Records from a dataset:
►

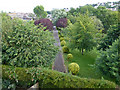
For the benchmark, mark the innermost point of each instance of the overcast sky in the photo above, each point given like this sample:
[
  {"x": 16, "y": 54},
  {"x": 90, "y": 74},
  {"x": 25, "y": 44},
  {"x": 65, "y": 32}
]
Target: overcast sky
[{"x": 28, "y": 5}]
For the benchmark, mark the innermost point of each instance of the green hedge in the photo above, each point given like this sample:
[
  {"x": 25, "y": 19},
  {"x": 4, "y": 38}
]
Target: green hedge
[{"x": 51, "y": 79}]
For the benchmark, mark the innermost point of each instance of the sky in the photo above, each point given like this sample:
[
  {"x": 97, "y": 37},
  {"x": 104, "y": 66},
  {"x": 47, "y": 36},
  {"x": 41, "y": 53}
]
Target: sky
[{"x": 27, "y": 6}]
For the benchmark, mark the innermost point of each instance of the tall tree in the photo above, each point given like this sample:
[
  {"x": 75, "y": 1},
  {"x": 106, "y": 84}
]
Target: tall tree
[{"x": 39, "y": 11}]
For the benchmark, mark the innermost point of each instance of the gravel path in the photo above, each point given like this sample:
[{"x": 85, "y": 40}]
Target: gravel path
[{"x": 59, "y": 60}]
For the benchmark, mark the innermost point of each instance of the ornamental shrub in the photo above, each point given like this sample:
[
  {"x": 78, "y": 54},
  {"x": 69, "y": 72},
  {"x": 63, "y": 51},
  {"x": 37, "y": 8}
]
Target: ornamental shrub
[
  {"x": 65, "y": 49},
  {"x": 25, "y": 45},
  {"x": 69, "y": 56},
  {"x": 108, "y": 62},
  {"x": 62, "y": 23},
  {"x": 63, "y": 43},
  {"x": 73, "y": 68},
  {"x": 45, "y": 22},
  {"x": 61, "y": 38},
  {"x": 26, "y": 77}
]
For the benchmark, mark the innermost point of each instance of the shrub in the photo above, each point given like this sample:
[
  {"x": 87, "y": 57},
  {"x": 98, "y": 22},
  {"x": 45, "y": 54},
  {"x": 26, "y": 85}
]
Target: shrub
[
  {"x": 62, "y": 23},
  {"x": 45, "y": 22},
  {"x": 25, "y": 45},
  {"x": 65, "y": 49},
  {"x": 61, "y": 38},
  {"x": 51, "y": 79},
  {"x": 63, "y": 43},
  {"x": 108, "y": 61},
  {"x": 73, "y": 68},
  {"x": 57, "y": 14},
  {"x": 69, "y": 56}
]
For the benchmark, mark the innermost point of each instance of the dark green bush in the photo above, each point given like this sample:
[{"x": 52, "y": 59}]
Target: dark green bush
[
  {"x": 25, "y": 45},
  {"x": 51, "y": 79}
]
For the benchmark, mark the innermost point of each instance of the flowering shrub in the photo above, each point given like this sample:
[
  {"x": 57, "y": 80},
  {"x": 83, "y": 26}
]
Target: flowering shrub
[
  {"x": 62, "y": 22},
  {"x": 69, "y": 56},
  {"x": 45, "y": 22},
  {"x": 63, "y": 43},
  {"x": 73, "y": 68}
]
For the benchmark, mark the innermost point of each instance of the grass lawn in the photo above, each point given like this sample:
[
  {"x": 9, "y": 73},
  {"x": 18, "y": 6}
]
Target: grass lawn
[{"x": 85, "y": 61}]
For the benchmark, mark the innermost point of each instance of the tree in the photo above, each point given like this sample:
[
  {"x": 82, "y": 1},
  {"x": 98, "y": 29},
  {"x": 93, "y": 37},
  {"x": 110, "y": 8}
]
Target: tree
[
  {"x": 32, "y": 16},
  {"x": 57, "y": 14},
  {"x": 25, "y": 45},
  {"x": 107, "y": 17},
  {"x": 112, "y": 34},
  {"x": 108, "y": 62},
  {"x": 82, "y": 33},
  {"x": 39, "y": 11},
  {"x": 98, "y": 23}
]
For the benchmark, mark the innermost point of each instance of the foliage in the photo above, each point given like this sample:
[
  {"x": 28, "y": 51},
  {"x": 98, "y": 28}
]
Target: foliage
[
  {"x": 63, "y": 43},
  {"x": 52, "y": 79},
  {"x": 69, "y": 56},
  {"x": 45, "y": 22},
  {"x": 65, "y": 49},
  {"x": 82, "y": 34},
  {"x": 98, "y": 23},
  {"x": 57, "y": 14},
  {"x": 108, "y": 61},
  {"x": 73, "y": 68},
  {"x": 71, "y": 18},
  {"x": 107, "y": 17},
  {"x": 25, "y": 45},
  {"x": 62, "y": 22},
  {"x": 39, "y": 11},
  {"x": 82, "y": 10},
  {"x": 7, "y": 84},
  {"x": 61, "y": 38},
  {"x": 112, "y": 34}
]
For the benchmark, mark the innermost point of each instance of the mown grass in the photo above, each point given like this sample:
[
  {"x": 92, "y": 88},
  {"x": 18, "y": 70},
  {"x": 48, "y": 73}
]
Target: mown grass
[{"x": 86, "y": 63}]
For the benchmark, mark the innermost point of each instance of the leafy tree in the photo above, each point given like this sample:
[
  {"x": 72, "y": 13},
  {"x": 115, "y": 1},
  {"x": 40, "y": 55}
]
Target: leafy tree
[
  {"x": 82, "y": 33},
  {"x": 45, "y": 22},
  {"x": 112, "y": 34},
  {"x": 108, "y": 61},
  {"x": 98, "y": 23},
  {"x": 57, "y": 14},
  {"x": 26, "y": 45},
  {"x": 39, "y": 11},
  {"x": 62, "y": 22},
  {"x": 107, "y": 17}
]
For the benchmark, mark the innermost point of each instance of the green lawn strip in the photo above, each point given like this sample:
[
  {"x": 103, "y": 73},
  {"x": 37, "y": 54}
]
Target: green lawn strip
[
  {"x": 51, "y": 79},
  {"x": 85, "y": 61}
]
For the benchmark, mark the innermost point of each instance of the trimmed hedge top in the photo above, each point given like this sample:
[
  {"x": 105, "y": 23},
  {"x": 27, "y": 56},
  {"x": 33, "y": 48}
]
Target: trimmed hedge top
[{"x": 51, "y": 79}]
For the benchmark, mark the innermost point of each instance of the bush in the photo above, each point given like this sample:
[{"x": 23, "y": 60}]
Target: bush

◄

TASK DETAILS –
Could you resize the records, starting with the line containing "of the trimmed" and going on through the end of the records? Give those lines again with the requests and their format samples unchanged, but multiply every coordinate in the answers by 0.3 and round to whole numbers, with halves rounded up.

THE RESULT –
For the benchmark, mark the innermost point of each instance of the trimmed hedge top in the photo above, each point given like this sample:
[
  {"x": 105, "y": 23},
  {"x": 27, "y": 56},
  {"x": 33, "y": 48}
]
Target: trimmed hedge top
[{"x": 15, "y": 24}]
For the benchmark, mark the innermost point of each instance of the bush in the photo above, each point given like this sample:
[{"x": 23, "y": 60}]
Target: bush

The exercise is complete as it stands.